### TASK OBJECTIVE
Write out every line of the records below without changing a word, and leave the pictures out.

[Records]
↓↓↓
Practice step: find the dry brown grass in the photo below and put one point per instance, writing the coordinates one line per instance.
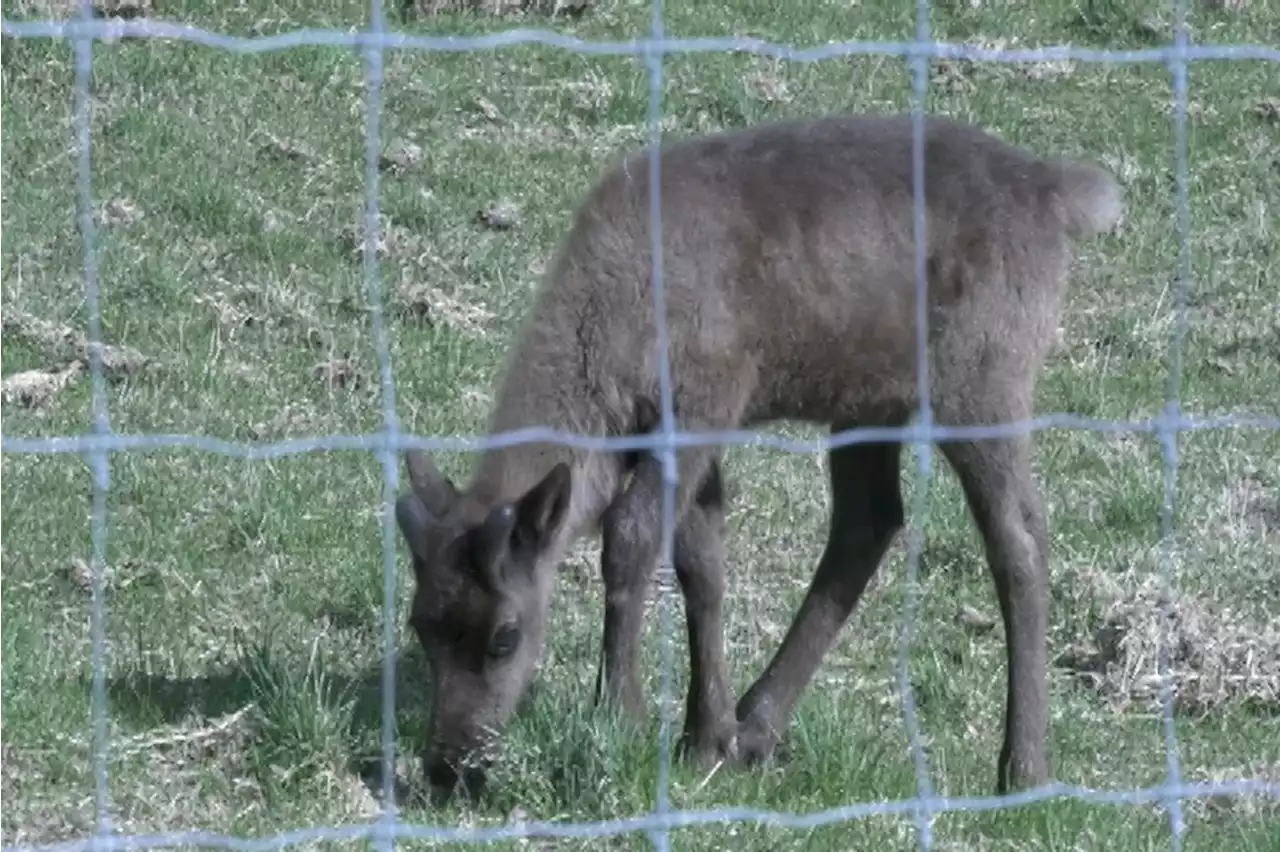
(1214, 655)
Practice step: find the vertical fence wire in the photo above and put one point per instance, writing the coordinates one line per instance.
(670, 470)
(99, 459)
(1169, 433)
(391, 422)
(924, 444)
(103, 441)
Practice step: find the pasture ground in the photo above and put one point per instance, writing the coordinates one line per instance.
(245, 598)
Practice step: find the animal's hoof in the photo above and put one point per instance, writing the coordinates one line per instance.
(711, 745)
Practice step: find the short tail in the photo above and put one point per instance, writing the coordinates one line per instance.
(1091, 198)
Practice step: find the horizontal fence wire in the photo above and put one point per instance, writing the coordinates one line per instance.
(103, 441)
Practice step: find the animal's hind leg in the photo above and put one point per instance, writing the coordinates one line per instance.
(1006, 505)
(865, 514)
(711, 728)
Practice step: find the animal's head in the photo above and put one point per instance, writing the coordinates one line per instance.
(483, 589)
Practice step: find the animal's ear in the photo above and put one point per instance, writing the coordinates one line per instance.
(542, 511)
(414, 520)
(430, 485)
(490, 544)
(521, 528)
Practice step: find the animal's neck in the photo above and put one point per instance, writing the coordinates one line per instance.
(530, 397)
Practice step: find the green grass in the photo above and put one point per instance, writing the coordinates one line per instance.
(245, 600)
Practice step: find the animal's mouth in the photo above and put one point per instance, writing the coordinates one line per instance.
(447, 778)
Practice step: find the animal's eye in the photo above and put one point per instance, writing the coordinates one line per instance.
(503, 642)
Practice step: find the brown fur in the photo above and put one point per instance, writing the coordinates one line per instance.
↑↑↑
### COMPLETED EXERCISE
Practice step: find the dry brown grass in the photo below and put one point per instance, writing the coordinates one line per instance.
(1214, 655)
Practice step: find the vertical fence wire in the photo above and put one point per instance, writing the coordinates one line per instance.
(670, 470)
(99, 459)
(1169, 433)
(391, 422)
(924, 444)
(103, 441)
Practice step: find the pasture ground in the photo above and put one point per instance, writing the coordinates one line per instance.
(245, 598)
Practice step: find the animal's hoof in the photo above and put one point per instance, writing the coordinates one line per instance.
(711, 745)
Practice step: find the short tail in the photo above and put one point per instance, writing the coordinates one line per instance.
(1091, 198)
Practice step: find the horizontal fence wire in the photo above and put one point per instance, writing the coordinates one line per instance.
(103, 441)
Practice step: find the animal's hind leg in the photo above and put one point per instance, writing the coordinates one line per instance.
(1006, 505)
(865, 514)
(711, 728)
Practice step: find the animal's head in the photo above and put one point per instance, writing the coordinates one line per instance.
(483, 589)
Practice step: find the animal's ear in the photo above and put one point per instance, writing the coordinates one line per instance.
(542, 511)
(414, 520)
(430, 485)
(490, 544)
(521, 528)
Practice step: find the animal's neck in the photo above and put one point per instance, writing the coordinates one line per instance.
(530, 397)
Practice step: find the green grass in the photo above and put one point per instance, writing the coordinates one line per instance.
(245, 600)
Practice step: find the animal's mouth in the photo above and put one point per instance, writing the coordinates one line per instance.
(447, 778)
Practice step: find the animal's eye in the photo above and put one point per instance, writing the coordinates one line per instance.
(503, 642)
Practice step: find the brown fur in the photo above and put one point per instance, writing the coordinates one line per instance.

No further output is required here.